===== RECORDS PROVIDED
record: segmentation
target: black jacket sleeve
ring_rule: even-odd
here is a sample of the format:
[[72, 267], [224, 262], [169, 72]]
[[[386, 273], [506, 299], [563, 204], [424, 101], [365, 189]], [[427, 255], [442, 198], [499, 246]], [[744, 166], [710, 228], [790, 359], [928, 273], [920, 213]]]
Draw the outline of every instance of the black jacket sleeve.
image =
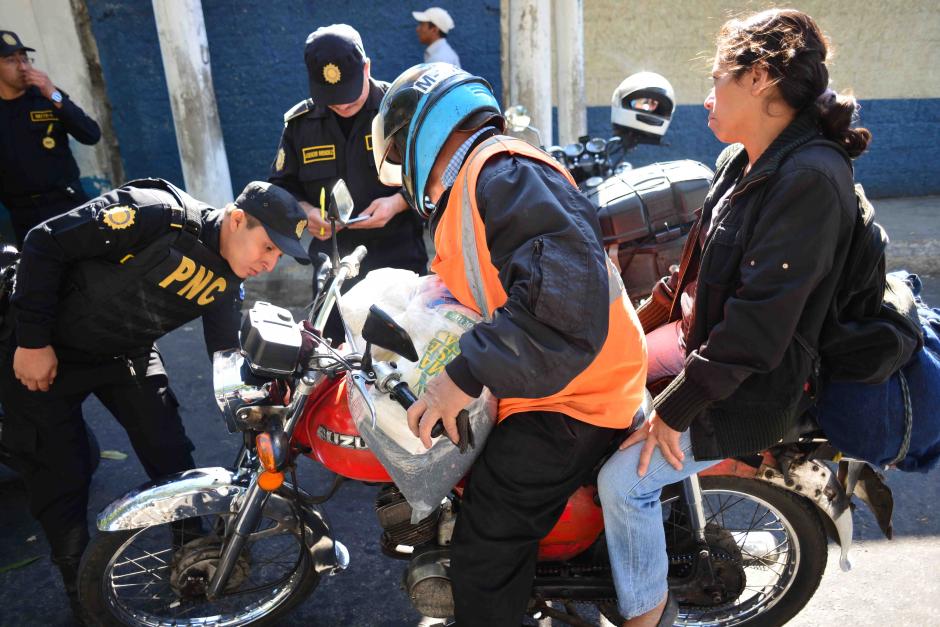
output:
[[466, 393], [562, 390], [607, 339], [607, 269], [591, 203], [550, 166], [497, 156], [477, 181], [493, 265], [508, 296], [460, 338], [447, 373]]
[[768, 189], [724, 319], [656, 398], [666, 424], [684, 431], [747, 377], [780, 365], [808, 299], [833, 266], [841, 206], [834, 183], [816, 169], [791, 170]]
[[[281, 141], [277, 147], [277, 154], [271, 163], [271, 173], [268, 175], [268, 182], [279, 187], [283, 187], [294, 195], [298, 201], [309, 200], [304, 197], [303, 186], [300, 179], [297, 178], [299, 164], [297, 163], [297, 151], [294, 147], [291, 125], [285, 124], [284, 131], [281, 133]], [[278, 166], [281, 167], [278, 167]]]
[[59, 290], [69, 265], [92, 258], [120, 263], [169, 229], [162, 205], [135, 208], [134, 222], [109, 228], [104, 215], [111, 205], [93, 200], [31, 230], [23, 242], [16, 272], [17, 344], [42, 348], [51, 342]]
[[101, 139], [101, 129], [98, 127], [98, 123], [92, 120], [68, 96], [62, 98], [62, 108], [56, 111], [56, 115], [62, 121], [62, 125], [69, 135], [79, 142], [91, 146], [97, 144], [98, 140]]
==========
GOAL OF THE EXERCISE:
Quote every record above exactly, leaving out the pictures.

RESULT FOR THIS TASK:
record: segmentation
target: black jacket sleeve
ring_rule: even-odd
here is a sample of the format:
[[72, 267], [224, 262], [169, 72]]
[[[386, 273], [506, 299], [563, 204], [424, 101], [365, 189]], [[427, 255], [442, 198], [499, 246]], [[744, 166], [710, 228], [790, 359], [928, 273], [920, 213]]]
Draw the outline of every instance of the black jacket sleeve.
image =
output:
[[466, 393], [562, 390], [607, 339], [607, 269], [591, 203], [550, 166], [497, 156], [477, 181], [493, 265], [508, 296], [460, 338], [447, 373]]
[[768, 189], [724, 319], [656, 398], [666, 424], [684, 431], [747, 377], [780, 365], [808, 299], [833, 266], [841, 206], [834, 183], [816, 169], [791, 170]]
[[[281, 141], [277, 147], [277, 154], [271, 163], [271, 173], [268, 175], [268, 182], [279, 187], [283, 187], [294, 195], [298, 201], [309, 200], [304, 197], [303, 186], [300, 179], [297, 178], [299, 164], [297, 163], [297, 151], [294, 147], [291, 125], [285, 124], [284, 131], [281, 133]], [[278, 166], [281, 167], [278, 167]]]
[[59, 290], [69, 265], [92, 258], [120, 263], [169, 229], [162, 205], [135, 208], [134, 222], [109, 228], [104, 215], [111, 205], [93, 200], [31, 230], [23, 242], [16, 272], [17, 344], [42, 348], [51, 342]]
[[101, 139], [101, 129], [98, 127], [98, 123], [92, 120], [68, 96], [62, 98], [62, 108], [56, 111], [56, 115], [62, 121], [62, 125], [69, 135], [79, 142], [91, 146], [97, 144], [98, 140]]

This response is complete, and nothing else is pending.